===== Records provided =====

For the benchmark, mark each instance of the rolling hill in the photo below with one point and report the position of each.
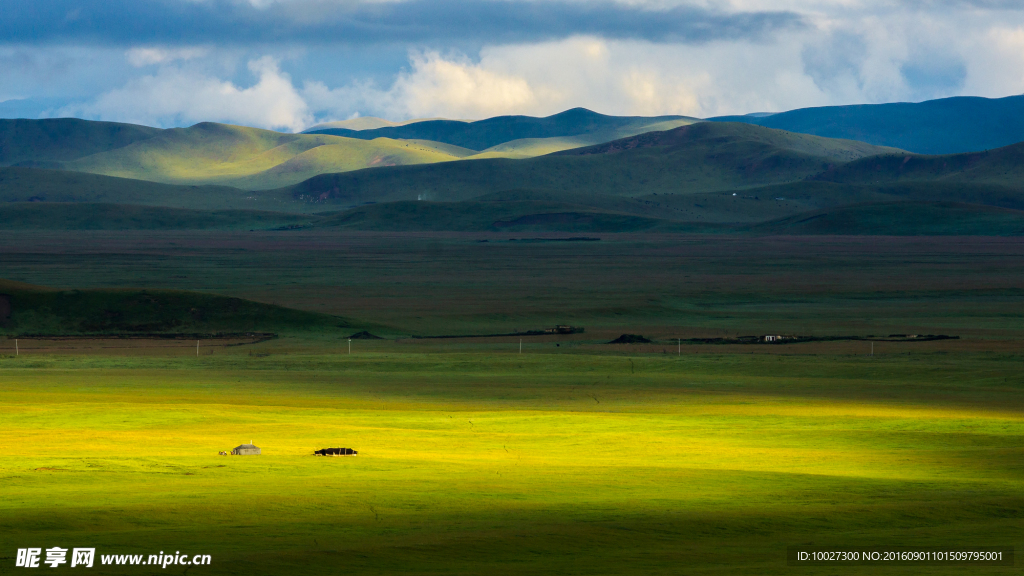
(901, 218)
(37, 184)
(248, 158)
(37, 310)
(701, 157)
(1003, 166)
(940, 126)
(46, 141)
(483, 134)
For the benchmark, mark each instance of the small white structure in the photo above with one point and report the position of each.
(246, 450)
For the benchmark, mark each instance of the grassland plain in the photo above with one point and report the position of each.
(669, 285)
(489, 461)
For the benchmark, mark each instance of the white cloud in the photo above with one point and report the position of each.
(852, 51)
(175, 96)
(151, 55)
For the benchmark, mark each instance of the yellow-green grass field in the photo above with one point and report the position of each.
(480, 461)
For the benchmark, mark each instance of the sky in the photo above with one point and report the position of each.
(287, 65)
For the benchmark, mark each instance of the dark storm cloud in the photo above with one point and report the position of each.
(318, 22)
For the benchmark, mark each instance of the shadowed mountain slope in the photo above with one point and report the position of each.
(901, 218)
(483, 134)
(1003, 166)
(37, 310)
(53, 140)
(37, 184)
(941, 126)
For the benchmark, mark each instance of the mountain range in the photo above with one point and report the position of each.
(577, 170)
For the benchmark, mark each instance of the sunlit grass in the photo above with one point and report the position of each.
(473, 463)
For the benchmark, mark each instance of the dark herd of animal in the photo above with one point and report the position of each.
(336, 452)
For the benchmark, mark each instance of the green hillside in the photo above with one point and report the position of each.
(1004, 166)
(698, 158)
(902, 218)
(366, 123)
(65, 215)
(248, 158)
(59, 139)
(941, 126)
(36, 184)
(528, 148)
(483, 134)
(35, 310)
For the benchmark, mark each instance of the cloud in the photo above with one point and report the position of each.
(147, 56)
(613, 77)
(321, 22)
(174, 96)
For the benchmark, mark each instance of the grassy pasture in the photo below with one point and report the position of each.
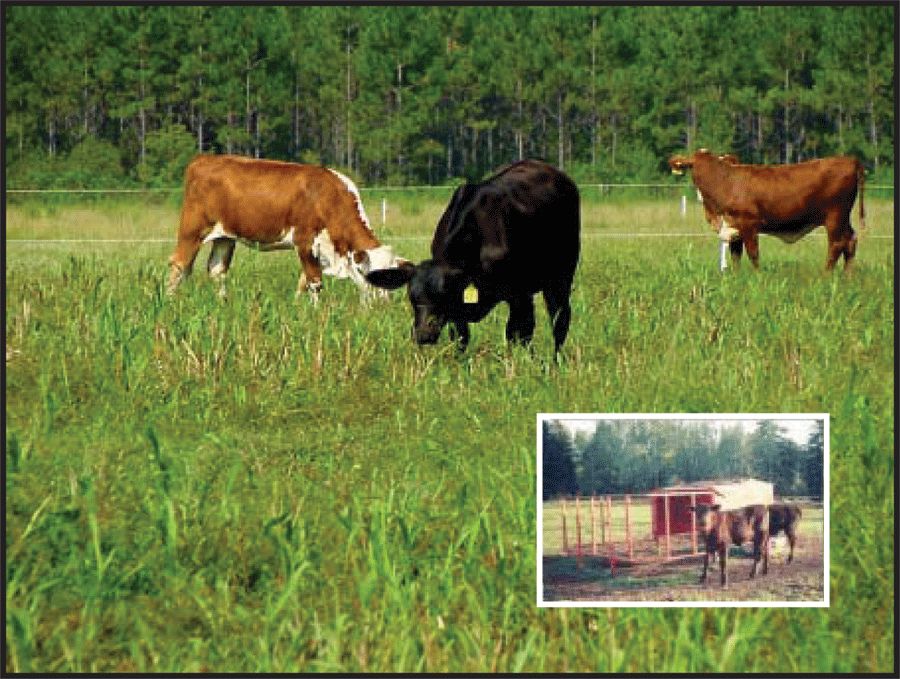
(260, 485)
(658, 581)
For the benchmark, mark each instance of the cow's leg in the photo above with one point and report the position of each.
(310, 269)
(560, 311)
(219, 261)
(520, 326)
(841, 240)
(181, 261)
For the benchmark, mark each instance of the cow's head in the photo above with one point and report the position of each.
(705, 516)
(680, 163)
(435, 292)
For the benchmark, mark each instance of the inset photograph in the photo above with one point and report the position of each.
(682, 510)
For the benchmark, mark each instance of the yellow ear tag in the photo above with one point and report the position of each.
(470, 294)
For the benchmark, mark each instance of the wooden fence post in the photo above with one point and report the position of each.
(694, 523)
(628, 544)
(578, 529)
(668, 543)
(610, 541)
(562, 504)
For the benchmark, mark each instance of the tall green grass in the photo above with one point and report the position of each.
(257, 484)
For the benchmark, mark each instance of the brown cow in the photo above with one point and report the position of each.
(273, 205)
(721, 528)
(785, 517)
(786, 201)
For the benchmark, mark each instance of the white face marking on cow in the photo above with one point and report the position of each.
(793, 237)
(218, 232)
(331, 263)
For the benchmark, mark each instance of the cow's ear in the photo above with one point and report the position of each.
(391, 279)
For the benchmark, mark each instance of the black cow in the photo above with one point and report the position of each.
(721, 528)
(783, 517)
(502, 240)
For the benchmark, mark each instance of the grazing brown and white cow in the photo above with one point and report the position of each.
(271, 205)
(784, 518)
(723, 527)
(785, 201)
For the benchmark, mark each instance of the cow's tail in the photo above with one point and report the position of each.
(861, 179)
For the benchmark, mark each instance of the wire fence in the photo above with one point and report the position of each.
(681, 194)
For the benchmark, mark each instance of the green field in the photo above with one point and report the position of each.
(258, 485)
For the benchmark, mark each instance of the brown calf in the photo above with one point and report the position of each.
(272, 205)
(721, 528)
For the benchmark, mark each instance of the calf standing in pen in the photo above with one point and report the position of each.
(721, 528)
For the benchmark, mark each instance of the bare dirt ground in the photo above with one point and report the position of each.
(801, 580)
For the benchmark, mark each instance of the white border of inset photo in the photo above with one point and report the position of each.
(589, 559)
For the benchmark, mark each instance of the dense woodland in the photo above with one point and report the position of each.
(100, 96)
(635, 456)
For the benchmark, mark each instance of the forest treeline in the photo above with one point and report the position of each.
(636, 456)
(102, 95)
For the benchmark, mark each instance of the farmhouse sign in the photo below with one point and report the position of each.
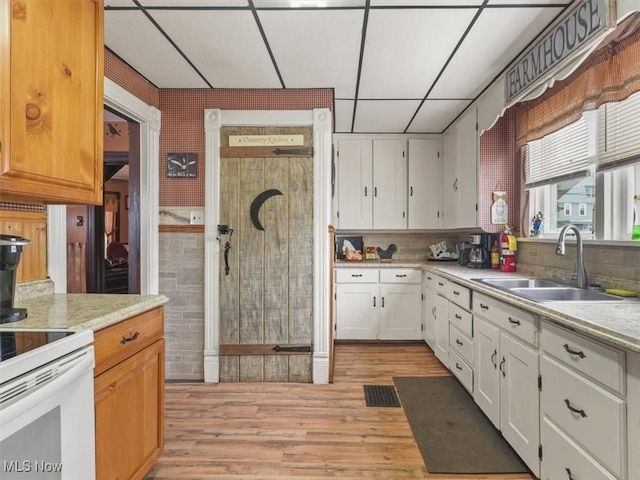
(573, 31)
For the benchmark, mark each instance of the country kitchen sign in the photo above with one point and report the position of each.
(570, 34)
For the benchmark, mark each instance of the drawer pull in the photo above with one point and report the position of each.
(573, 409)
(130, 338)
(573, 352)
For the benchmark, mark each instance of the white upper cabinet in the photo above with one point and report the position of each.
(424, 184)
(389, 184)
(353, 187)
(460, 173)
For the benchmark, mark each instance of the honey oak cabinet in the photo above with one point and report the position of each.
(129, 396)
(51, 100)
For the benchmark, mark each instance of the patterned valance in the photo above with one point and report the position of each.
(609, 74)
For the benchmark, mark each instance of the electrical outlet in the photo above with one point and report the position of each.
(196, 218)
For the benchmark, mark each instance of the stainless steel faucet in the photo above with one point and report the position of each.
(581, 273)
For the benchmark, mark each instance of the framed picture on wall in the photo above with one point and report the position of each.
(182, 165)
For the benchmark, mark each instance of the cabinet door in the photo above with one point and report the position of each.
(519, 399)
(424, 184)
(429, 316)
(467, 214)
(56, 102)
(441, 325)
(389, 184)
(129, 403)
(354, 178)
(400, 307)
(357, 311)
(450, 180)
(486, 344)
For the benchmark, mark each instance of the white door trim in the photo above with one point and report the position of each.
(148, 117)
(320, 120)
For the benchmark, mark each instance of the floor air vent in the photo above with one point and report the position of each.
(381, 396)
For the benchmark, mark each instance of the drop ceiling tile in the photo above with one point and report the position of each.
(383, 116)
(484, 52)
(226, 46)
(316, 48)
(131, 36)
(343, 116)
(406, 49)
(307, 3)
(435, 116)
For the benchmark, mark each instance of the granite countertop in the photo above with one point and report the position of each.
(617, 323)
(82, 310)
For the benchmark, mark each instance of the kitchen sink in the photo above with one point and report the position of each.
(564, 294)
(543, 291)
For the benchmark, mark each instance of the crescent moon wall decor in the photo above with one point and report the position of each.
(257, 204)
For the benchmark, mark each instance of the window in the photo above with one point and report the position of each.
(587, 173)
(582, 209)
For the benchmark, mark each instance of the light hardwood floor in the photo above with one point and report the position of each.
(265, 431)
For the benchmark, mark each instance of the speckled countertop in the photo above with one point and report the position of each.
(77, 310)
(617, 323)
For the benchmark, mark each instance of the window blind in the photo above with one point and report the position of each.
(559, 155)
(619, 132)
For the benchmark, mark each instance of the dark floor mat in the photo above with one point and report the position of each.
(381, 396)
(452, 433)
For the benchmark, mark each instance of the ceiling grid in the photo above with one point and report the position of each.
(396, 66)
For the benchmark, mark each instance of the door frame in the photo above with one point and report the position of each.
(320, 120)
(148, 117)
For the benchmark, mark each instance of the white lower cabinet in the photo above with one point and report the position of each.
(583, 407)
(506, 381)
(382, 304)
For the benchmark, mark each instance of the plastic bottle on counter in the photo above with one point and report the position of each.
(495, 255)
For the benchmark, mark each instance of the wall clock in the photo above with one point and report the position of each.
(182, 165)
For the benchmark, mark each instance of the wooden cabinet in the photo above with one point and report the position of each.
(371, 184)
(382, 304)
(506, 375)
(460, 173)
(51, 126)
(424, 184)
(129, 396)
(583, 406)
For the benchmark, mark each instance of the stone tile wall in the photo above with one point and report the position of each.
(182, 281)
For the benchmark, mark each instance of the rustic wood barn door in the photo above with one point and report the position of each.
(266, 268)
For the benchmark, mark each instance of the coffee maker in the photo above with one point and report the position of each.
(10, 255)
(480, 252)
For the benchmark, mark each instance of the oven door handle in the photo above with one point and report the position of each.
(84, 361)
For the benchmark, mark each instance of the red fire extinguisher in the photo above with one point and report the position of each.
(508, 247)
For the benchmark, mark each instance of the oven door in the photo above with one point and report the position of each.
(47, 421)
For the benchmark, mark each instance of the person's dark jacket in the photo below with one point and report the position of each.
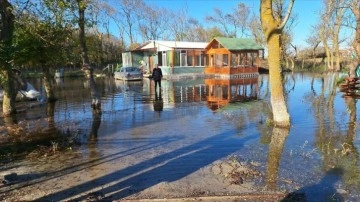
(157, 74)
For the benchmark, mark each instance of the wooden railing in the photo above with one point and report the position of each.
(232, 70)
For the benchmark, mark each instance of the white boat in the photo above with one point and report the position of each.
(29, 94)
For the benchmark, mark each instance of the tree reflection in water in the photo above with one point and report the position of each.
(275, 151)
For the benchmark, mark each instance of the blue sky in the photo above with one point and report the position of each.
(307, 11)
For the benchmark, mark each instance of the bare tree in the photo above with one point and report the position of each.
(86, 67)
(153, 22)
(231, 23)
(272, 28)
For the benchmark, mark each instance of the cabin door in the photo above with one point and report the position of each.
(151, 63)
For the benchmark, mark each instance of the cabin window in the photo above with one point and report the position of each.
(164, 63)
(234, 59)
(202, 59)
(243, 59)
(218, 60)
(159, 59)
(183, 59)
(199, 58)
(177, 58)
(190, 58)
(225, 61)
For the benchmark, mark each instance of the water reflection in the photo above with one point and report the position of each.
(158, 101)
(221, 92)
(323, 136)
(276, 147)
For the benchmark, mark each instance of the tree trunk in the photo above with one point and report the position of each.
(9, 93)
(6, 74)
(87, 69)
(47, 85)
(272, 34)
(276, 146)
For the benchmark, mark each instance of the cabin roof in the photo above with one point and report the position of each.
(237, 43)
(172, 44)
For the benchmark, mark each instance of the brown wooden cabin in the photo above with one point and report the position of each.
(221, 92)
(233, 57)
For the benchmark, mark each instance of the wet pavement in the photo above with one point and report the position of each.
(191, 138)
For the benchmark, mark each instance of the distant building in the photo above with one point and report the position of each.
(233, 57)
(172, 56)
(222, 56)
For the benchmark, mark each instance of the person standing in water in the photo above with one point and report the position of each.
(157, 76)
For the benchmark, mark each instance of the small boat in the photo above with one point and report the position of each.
(30, 93)
(128, 74)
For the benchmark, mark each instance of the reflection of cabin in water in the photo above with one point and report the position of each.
(233, 57)
(173, 57)
(220, 92)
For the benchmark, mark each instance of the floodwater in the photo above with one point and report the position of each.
(153, 137)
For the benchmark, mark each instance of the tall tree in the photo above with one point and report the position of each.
(354, 6)
(86, 67)
(272, 28)
(6, 52)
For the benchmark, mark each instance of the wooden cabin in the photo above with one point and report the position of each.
(233, 57)
(221, 92)
(173, 57)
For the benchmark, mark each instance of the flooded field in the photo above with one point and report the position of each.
(191, 138)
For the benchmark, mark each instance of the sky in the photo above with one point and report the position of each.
(307, 11)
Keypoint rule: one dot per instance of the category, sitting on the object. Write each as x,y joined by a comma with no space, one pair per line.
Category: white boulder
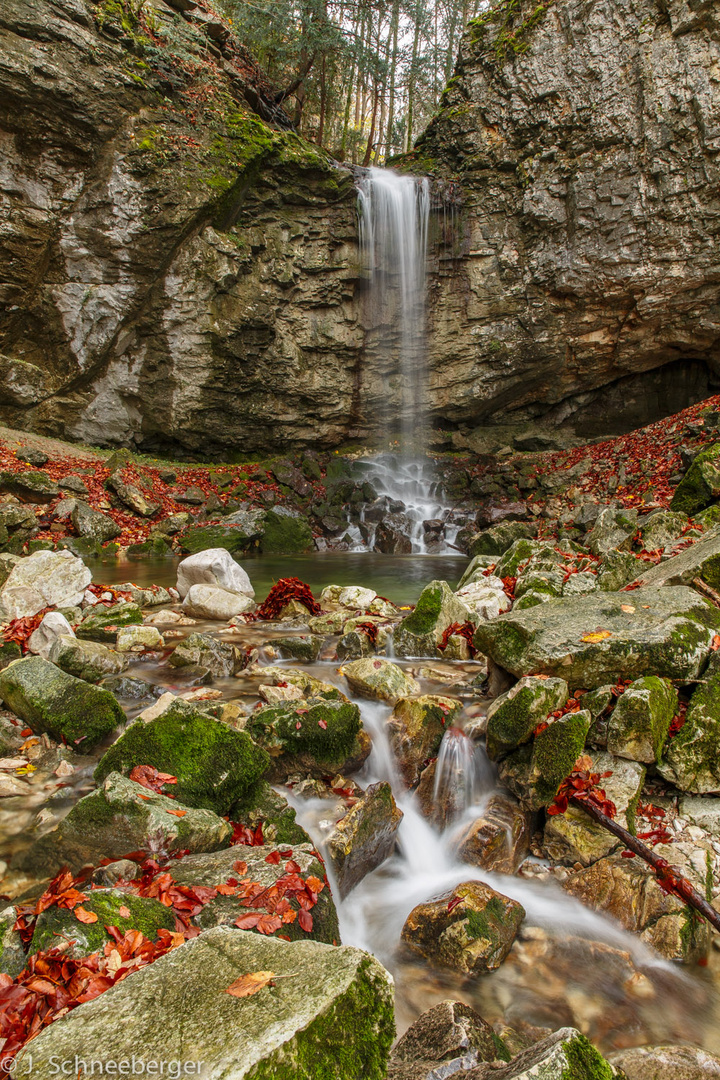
213,567
485,598
44,579
53,625
212,602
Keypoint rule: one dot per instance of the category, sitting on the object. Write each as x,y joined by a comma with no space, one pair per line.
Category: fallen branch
668,877
702,586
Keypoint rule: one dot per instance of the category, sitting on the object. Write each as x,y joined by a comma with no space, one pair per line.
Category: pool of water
399,578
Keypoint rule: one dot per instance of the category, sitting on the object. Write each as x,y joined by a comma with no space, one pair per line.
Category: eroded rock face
575,150
193,283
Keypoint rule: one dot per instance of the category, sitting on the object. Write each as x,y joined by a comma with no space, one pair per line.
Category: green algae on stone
324,728
119,818
215,765
59,925
65,707
589,640
692,757
513,716
103,622
701,485
641,719
473,935
333,1018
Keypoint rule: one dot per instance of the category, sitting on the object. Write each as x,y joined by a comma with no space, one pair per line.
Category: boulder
448,1037
564,1055
613,530
499,839
364,838
86,660
334,1017
588,639
659,1063
29,486
44,579
420,633
215,765
60,923
51,701
265,865
701,485
485,598
136,638
700,561
640,721
213,602
119,818
379,679
53,625
214,566
201,650
131,496
93,524
416,730
535,771
513,716
286,532
102,623
572,837
471,929
316,736
627,890
692,757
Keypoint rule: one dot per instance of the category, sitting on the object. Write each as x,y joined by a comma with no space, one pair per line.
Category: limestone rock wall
585,134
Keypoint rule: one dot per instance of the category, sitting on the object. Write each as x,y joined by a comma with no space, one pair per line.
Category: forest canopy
360,77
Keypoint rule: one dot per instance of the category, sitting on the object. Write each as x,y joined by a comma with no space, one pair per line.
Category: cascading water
394,214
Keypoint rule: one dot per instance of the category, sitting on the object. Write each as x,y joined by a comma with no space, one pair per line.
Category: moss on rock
215,765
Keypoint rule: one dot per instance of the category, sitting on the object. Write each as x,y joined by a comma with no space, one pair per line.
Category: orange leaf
247,985
82,915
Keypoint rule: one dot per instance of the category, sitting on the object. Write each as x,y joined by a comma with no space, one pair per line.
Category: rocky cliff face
585,134
177,274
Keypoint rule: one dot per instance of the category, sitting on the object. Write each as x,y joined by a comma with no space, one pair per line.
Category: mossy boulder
364,838
265,865
420,633
572,837
66,707
60,923
692,757
317,734
120,818
587,640
286,532
641,719
333,1018
380,679
470,929
201,650
535,770
416,730
513,716
103,622
701,485
87,660
499,538
215,765
232,538
263,805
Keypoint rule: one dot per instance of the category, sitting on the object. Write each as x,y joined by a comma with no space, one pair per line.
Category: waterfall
394,213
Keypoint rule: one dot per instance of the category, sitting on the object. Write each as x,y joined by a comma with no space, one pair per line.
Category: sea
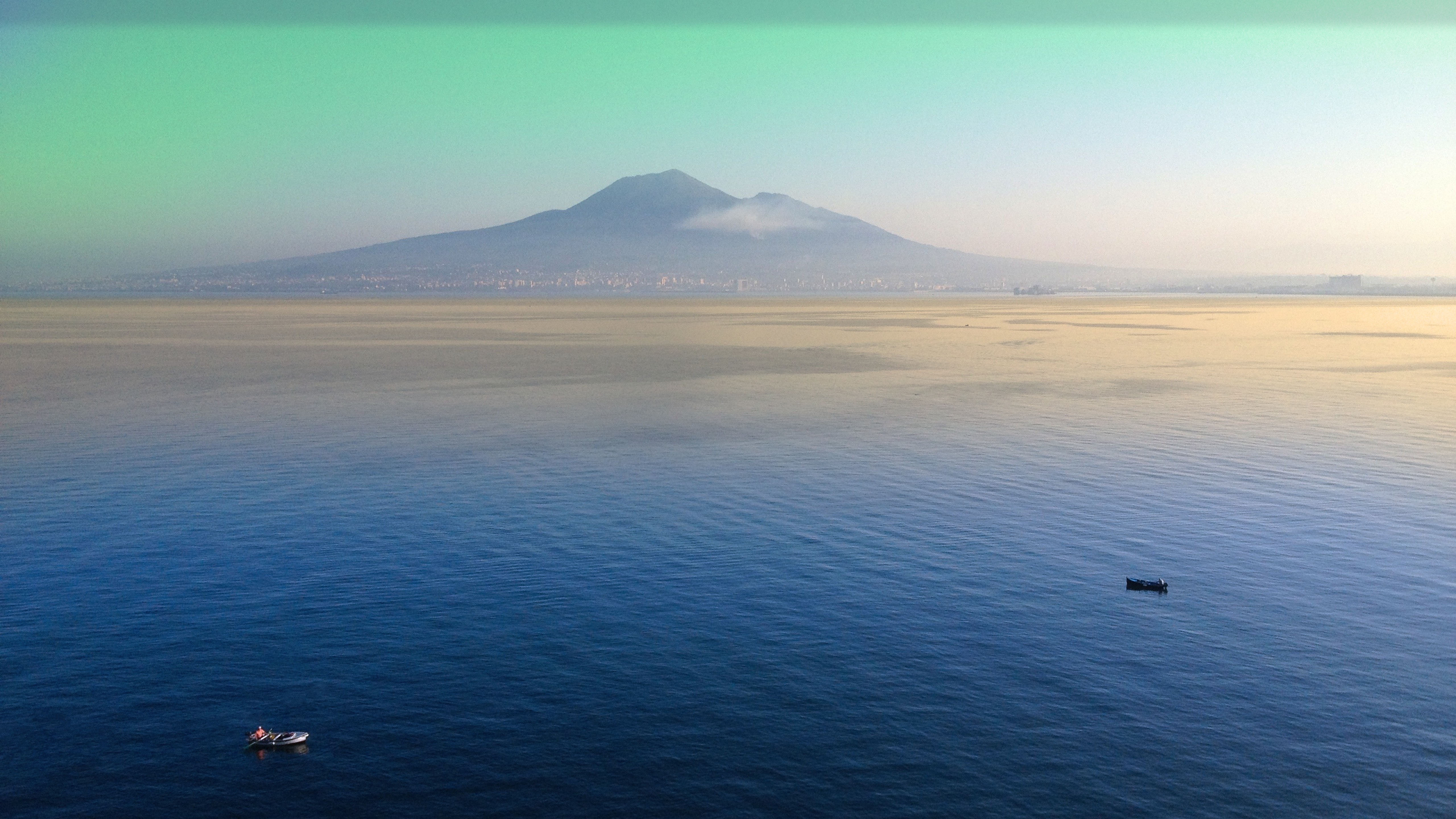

=====

- [Stated task]:
Tally the lines of the items above that contain the word "bare" and give only that number.

- [Final answer]:
2